§ **Deine Aufgabe**
Beantworte mithilfe des Textes über Leipzig diese Fragen:
1. Aus welchem Jahr stammt der Generalbebauungsplan für Leipzig, der im Text genannt wird?
2. Wer hat laut dem Text das Hotel Westin bezahlt?
3. Welche zwei Viertel waren laut dem Text eher der Kriegszerstörung und fehlenden Wohnungen geschuldet?

§ **Text zum Lesen**
Wilhelm-Leuschner-Platz + Areal an der Nonnenmühlgasse

  • Von oben gesehen bin ich immer wieder aufs Neue erstaunt, wie orgiastisch der sozialistische Städtebau über Leipzig hergefallen ist.

    Wenn Du das orgiastisch nennst frage ich mich was dann in Ost-Berlin, Dresden oder Chemnitz vonstatten ging. Wir können froh sein, dass die DDR ökonomisch gar nicht in der Lage war ihre Planungen umzusetzen. Legt man z.B. den Generalbebauungsplan von 1970 für Leipzig zugrunde ist das was wir heute an DDR im Stadtbild sehen noch nicht mal ein dezentes Vorspiel.

  • ^ oder auch Magdeburg.



    Tatsächlich aber hat die DDR in Leipzig einige sehr teure Bauten errichtet und der Stadt auch ein Gesicht bis 1990 gegeben - Oper, Ringbebauung, Uni-Riese, Drittes Gewandhaus. Hotel Westin (obwohl von Japan bezahlt) - aber Leipzig ist nie eine sozialistische Stadt im städtebaulichen Sinne geworden. Selbst die Zerstörung der Universitätskirche oder Ansätze wie 18. Oktober und Bayerischer Platz haben die Stadt nicht völlig verändert. Die Viertel wie Kolonnadenviertel und Seeburgviertel waren eher Kriegszerstörung und fehlendem Wohnungen geschuldet. Es wurden sogar Pre-DDR Planungen ausgeführt.


    Warum das so war liegt sicher an der Struktur der Kriegszerstörung. Aber der DDR-Führung war auch bewusst, dass die Stadt in der wirtschaftlichen Struktur der DDR ein sehr wichtiger Faktor war.



    ^ beim Generalbebauungsplan von 1970 bin ich mir nicht ganz sicher, ob hier auch ein Stück weit eine Utopie dargestellt wurde die wissentlich nie eine Realisierung geschafft hätte. So wie die anderen nie verwirklichten "Ideen".

§ **Auszüge aus Daten**

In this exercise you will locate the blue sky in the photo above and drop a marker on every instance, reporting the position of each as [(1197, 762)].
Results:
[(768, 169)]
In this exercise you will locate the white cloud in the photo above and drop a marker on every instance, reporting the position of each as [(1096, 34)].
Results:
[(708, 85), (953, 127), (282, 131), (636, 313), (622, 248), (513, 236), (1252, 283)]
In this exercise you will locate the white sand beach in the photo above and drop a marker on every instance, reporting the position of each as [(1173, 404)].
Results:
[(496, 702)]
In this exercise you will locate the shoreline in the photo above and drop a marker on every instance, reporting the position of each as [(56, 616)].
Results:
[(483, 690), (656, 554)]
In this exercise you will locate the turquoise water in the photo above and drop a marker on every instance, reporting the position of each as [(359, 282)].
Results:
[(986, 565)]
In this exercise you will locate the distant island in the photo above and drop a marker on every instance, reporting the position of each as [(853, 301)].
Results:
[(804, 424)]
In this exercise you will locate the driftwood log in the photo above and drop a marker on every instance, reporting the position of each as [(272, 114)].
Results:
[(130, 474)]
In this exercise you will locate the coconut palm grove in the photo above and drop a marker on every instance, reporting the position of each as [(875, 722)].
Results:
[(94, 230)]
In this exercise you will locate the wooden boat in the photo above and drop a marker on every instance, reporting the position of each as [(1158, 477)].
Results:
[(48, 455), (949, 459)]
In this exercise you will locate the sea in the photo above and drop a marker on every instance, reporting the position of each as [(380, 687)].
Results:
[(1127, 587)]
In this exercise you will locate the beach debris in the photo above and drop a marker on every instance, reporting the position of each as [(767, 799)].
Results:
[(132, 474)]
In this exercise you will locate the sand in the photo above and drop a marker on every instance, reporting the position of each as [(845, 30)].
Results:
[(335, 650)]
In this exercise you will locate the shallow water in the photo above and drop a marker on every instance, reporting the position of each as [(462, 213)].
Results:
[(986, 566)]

§ **Lösung**
1. Aus dem Jahr 1970.
2. Japan.
3. Das Kolonnadenviertel und das Seeburgviertel.